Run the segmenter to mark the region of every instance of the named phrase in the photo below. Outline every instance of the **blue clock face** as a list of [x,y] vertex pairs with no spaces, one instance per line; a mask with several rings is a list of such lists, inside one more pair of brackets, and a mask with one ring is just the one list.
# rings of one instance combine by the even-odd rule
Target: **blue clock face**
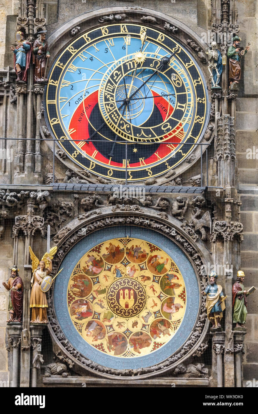
[[134,181],[188,156],[203,132],[207,99],[197,64],[178,43],[145,26],[117,24],[81,36],[58,57],[45,113],[77,165]]

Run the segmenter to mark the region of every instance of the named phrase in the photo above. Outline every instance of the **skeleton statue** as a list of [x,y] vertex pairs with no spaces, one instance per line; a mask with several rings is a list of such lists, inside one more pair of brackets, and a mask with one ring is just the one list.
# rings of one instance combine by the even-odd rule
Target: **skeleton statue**
[[[202,216],[202,210],[198,207],[195,207],[192,210],[193,215],[189,223],[195,231],[199,230],[202,233],[202,240],[205,240],[206,238],[206,232],[205,227],[209,227],[211,233],[212,222],[210,212],[207,211]],[[200,217],[198,219],[197,217]]]
[[220,75],[222,73],[222,56],[219,50],[217,48],[216,42],[212,42],[211,50],[206,48],[206,54],[208,55],[209,66],[208,69],[210,74],[212,87],[220,88],[219,84]]

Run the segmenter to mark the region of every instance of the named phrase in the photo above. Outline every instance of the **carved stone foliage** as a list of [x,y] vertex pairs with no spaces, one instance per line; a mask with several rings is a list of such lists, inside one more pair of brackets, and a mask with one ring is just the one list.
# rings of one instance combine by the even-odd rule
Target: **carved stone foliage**
[[226,220],[215,221],[212,225],[211,241],[216,241],[218,236],[222,236],[224,241],[233,240],[234,237],[238,235],[242,241],[244,240],[243,230],[244,226],[241,223]]
[[77,33],[79,33],[81,31],[81,28],[79,26],[75,26],[71,30],[71,34],[75,36]]
[[39,369],[41,364],[43,363],[43,355],[41,354],[36,354],[32,361],[32,366],[34,368]]
[[190,46],[191,49],[194,51],[198,55],[198,58],[202,63],[206,63],[207,62],[205,54],[203,49],[199,45],[197,44],[191,39],[188,39],[186,41],[187,44]]
[[[42,127],[42,130],[43,130],[43,127]],[[49,132],[48,130],[47,130],[48,135],[50,135],[50,132]],[[47,135],[46,135],[47,136]],[[48,185],[51,184],[51,183],[53,182],[53,166],[51,165],[50,164],[48,164],[46,168],[46,173],[44,176],[44,184]],[[55,176],[55,183],[57,183],[58,179],[57,177]]]
[[124,13],[117,14],[109,14],[109,16],[102,16],[99,19],[99,22],[101,23],[103,23],[104,22],[109,22],[112,20],[123,20],[126,17],[126,15]]
[[191,177],[184,182],[190,187],[200,187],[201,185],[201,175],[199,174],[198,176]]
[[201,209],[195,207],[192,212],[189,225],[195,231],[200,231],[202,234],[202,240],[205,240],[207,236],[205,228],[210,229],[210,233],[212,231],[212,221],[210,212],[207,211],[203,215]]
[[96,194],[89,195],[81,200],[81,206],[84,211],[89,211],[95,207],[101,207],[104,205],[101,197]]
[[27,84],[22,81],[19,81],[17,83],[15,87],[15,94],[16,95],[20,95],[21,94],[27,93]]
[[[84,213],[82,217],[79,217],[81,220],[85,219],[86,216],[91,217],[90,223],[86,222],[83,223],[84,226],[80,230],[77,230],[75,232],[69,234],[69,236],[65,240],[63,238],[63,241],[61,239],[57,254],[55,256],[53,261],[53,272],[56,272],[60,264],[60,262],[63,259],[66,253],[70,249],[71,246],[74,246],[80,240],[87,235],[99,229],[106,228],[109,226],[121,225],[127,224],[133,224],[139,226],[141,227],[150,228],[158,231],[165,235],[169,236],[172,240],[178,245],[185,254],[189,256],[194,263],[197,271],[199,275],[201,288],[204,289],[204,284],[202,281],[202,278],[201,269],[204,264],[200,255],[198,251],[197,251],[194,245],[190,244],[181,234],[173,227],[171,224],[168,223],[164,224],[153,218],[153,216],[149,218],[147,214],[147,210],[144,210],[140,207],[138,205],[124,206],[119,205],[113,206],[111,208],[113,210],[114,207],[119,209],[121,213],[118,217],[112,216],[110,217],[105,217],[100,218],[96,217],[95,220],[92,221],[92,216],[95,214],[101,214],[101,210],[99,211],[91,211]],[[115,210],[116,211],[116,210]],[[135,211],[136,214],[134,214]],[[163,213],[166,214],[166,213]],[[140,368],[136,370],[117,370],[106,368],[90,361],[84,357],[78,351],[77,351],[69,341],[65,338],[58,321],[56,320],[54,313],[53,306],[53,288],[51,288],[47,294],[48,303],[48,316],[50,321],[51,329],[53,333],[60,342],[62,347],[68,354],[70,356],[71,359],[76,362],[77,361],[81,366],[93,370],[94,371],[98,371],[103,374],[109,374],[116,376],[142,376],[147,375],[149,373],[159,372],[161,370],[168,369],[172,366],[175,366],[177,361],[188,353],[196,343],[200,340],[203,333],[204,325],[206,321],[206,314],[205,312],[205,301],[203,297],[201,298],[201,305],[200,313],[198,318],[193,330],[193,334],[190,338],[185,344],[172,356],[168,358],[165,361],[154,365],[153,366],[146,368]],[[195,355],[200,355],[206,348],[205,344],[201,342],[195,351]],[[184,374],[187,376],[196,376],[197,377],[205,377],[207,374],[206,368],[202,364],[190,364],[187,366],[186,371]]]
[[13,105],[17,102],[17,95],[16,94],[15,87],[13,84],[11,83],[10,85],[10,90],[9,91],[10,98],[10,104]]
[[60,240],[65,237],[66,234],[67,234],[68,233],[71,231],[72,229],[71,227],[69,227],[68,226],[65,226],[65,227],[63,227],[61,230],[59,230],[58,232],[57,233],[56,235],[54,238],[54,241],[55,243],[59,243]]
[[[17,210],[20,210],[27,202],[27,212],[29,205],[33,200],[33,204],[43,211],[50,201],[48,191],[24,191],[19,193],[10,190],[0,190],[0,217],[6,218]],[[15,207],[15,209],[14,208]],[[33,214],[32,214],[33,215]]]
[[73,171],[68,170],[65,172],[65,176],[63,180],[63,183],[72,183],[89,184],[89,181],[87,180],[82,180],[80,177]]

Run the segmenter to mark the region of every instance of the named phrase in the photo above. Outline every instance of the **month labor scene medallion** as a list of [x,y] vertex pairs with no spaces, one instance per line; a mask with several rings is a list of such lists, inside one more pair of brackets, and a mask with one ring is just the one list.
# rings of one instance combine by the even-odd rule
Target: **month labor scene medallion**
[[162,248],[138,238],[107,240],[85,253],[68,287],[77,331],[111,356],[147,355],[173,338],[183,320],[183,276]]

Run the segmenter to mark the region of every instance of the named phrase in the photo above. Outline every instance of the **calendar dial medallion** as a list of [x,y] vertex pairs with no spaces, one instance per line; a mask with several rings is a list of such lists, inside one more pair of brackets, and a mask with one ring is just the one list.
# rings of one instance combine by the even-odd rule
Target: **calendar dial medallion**
[[201,139],[209,115],[204,79],[188,52],[158,31],[102,26],[74,41],[53,64],[46,122],[80,168],[146,180],[176,168]]

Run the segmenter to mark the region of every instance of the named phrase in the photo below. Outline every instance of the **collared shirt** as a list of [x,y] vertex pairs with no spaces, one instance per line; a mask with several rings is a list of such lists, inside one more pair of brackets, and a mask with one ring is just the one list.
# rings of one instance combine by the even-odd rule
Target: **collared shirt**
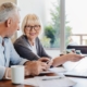
[[[2,41],[4,45],[2,45]],[[5,67],[9,67],[10,64],[24,64],[26,61],[26,59],[21,58],[16,53],[10,38],[0,37],[0,79],[2,79],[4,75]]]
[[29,45],[28,48],[37,55],[36,42],[34,41],[34,46]]

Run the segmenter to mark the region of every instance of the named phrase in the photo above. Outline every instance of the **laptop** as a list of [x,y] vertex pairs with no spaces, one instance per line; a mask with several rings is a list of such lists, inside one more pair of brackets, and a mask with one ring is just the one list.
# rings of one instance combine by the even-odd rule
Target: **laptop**
[[65,76],[87,78],[87,57],[78,62],[66,62],[63,66],[67,70]]

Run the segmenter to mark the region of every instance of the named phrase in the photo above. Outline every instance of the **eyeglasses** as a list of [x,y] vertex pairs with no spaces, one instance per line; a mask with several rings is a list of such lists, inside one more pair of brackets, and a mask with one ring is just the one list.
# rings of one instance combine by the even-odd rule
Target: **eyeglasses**
[[40,25],[35,25],[35,26],[26,25],[25,28],[27,28],[28,30],[32,30],[33,28],[34,28],[35,30],[39,30]]

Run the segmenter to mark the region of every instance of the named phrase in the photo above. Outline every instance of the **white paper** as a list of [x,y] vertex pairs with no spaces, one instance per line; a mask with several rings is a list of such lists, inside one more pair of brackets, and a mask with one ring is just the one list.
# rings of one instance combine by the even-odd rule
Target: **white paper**
[[49,69],[47,71],[41,72],[41,74],[46,74],[46,73],[64,73],[64,72],[66,72],[66,70],[63,69],[63,67],[52,67],[52,69]]
[[[59,76],[50,76],[51,78],[59,77]],[[35,77],[39,87],[70,87],[74,86],[76,83],[66,78],[55,78],[55,79],[48,79],[49,76],[45,77]],[[42,80],[44,78],[47,78],[48,80]]]
[[32,86],[38,87],[38,83],[36,82],[35,78],[26,78],[26,79],[24,80],[24,84],[25,84],[25,85],[32,85]]

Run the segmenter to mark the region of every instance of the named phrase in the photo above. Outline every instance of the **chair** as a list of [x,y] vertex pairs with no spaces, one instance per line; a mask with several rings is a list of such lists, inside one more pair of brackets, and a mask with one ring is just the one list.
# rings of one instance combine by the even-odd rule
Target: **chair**
[[67,46],[66,49],[80,50],[82,53],[87,53],[87,46]]

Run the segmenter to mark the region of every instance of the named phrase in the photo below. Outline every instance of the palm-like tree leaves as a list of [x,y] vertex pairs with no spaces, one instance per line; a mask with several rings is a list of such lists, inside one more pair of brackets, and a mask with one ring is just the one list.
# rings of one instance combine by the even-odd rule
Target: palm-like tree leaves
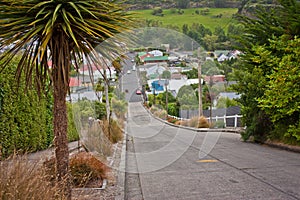
[[[24,75],[28,85],[34,80],[38,90],[44,89],[47,75],[53,83],[57,180],[68,177],[65,99],[71,64],[75,63],[78,69],[84,55],[88,63],[103,67],[109,56],[116,56],[120,45],[116,40],[102,45],[101,56],[95,47],[127,31],[131,24],[130,15],[110,0],[0,1],[0,51],[12,44],[0,55],[0,71],[15,55],[21,54],[18,77]],[[63,190],[71,199],[70,185]]]

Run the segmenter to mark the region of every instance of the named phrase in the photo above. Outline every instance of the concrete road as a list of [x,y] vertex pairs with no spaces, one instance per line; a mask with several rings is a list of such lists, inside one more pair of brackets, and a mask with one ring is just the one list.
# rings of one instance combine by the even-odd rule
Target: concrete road
[[[300,199],[300,154],[202,133],[129,103],[126,199]],[[127,176],[128,177],[128,176]]]

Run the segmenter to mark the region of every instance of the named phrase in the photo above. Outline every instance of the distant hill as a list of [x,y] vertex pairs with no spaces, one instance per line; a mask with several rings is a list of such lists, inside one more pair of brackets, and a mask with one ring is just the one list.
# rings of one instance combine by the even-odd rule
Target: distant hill
[[239,8],[241,0],[125,0],[130,10],[168,8]]

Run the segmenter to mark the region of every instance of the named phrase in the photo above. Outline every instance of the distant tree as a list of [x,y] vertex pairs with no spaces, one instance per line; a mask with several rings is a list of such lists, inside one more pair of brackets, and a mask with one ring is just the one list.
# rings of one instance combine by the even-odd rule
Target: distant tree
[[165,70],[165,71],[163,71],[161,77],[164,78],[164,79],[170,79],[171,78],[171,72],[168,71],[168,70]]
[[213,34],[218,36],[217,42],[225,42],[227,40],[225,31],[221,26],[217,26]]
[[231,106],[238,106],[240,105],[239,102],[237,102],[234,99],[229,99],[228,97],[221,97],[217,101],[217,108],[228,108]]
[[152,15],[156,15],[156,16],[163,16],[163,10],[162,8],[158,7],[158,8],[154,8],[154,10],[151,13]]
[[182,25],[182,32],[183,32],[184,34],[187,34],[188,31],[189,31],[189,26],[188,26],[187,24],[183,24],[183,25]]
[[226,1],[225,0],[214,0],[214,4],[216,8],[225,8]]
[[176,2],[177,8],[185,9],[190,6],[189,0],[177,0]]
[[214,51],[216,49],[216,42],[218,36],[216,35],[205,35],[203,38],[203,44],[205,45],[206,50]]
[[[300,39],[274,38],[270,48],[258,47],[262,62],[272,67],[259,107],[271,118],[276,136],[300,144]],[[283,54],[273,54],[274,51]],[[287,130],[282,134],[282,130]]]
[[[269,84],[272,83],[270,75],[274,72],[275,65],[271,65],[270,60],[266,58],[271,56],[277,58],[278,66],[281,59],[286,58],[285,55],[290,57],[292,54],[289,55],[283,49],[272,47],[270,39],[283,36],[286,39],[284,41],[287,42],[300,35],[299,1],[278,0],[277,2],[280,6],[272,9],[257,8],[254,17],[238,16],[244,25],[244,34],[237,37],[239,49],[244,52],[244,55],[240,69],[235,70],[238,84],[233,88],[241,94],[239,101],[242,104],[243,122],[247,126],[245,139],[254,136],[255,140],[263,141],[274,132],[276,126],[272,122],[272,115],[258,101],[263,100],[265,94],[272,94],[269,91]],[[266,49],[271,50],[272,53],[269,55]],[[275,81],[275,75],[272,78]],[[273,95],[274,93],[270,98],[275,100],[277,96]],[[287,119],[286,122],[288,123]]]
[[[62,194],[71,199],[66,105],[71,66],[78,69],[83,55],[89,63],[96,62],[99,56],[93,55],[94,48],[128,30],[132,19],[115,1],[2,0],[0,8],[0,50],[14,44],[0,55],[1,70],[21,54],[19,80],[24,75],[26,85],[35,85],[38,92],[52,83],[56,180]],[[113,49],[117,46],[105,53]]]

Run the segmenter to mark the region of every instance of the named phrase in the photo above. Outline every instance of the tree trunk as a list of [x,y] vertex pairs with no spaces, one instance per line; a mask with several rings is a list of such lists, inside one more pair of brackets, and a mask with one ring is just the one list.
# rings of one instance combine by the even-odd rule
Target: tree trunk
[[69,150],[68,150],[68,118],[66,86],[63,85],[62,73],[54,67],[53,69],[53,125],[54,125],[54,145],[56,158],[56,178],[59,188],[66,199],[71,199],[71,185],[69,177]]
========
WRITTEN INSTRUCTION :: Render the items beginning at the line that contains "of the palm-like" and ending after the line that contains "Target: palm-like tree leaves" as a numbered list, leaving out any blank lines.

TASK RESPONSE ::
1. Run the segmenter to mark the region of every instance of the named phrase in the photo below. Outline every instance of the palm-like tree leaves as a list of [x,y] vertex pairs with no spaces, one instance per line; a mask with several rings is a list of such lists, inside one more pair of brackets, and a mask with one ring is just the one list.
2. # rings of one instance combine by the even-odd rule
3. Target: palm-like tree leaves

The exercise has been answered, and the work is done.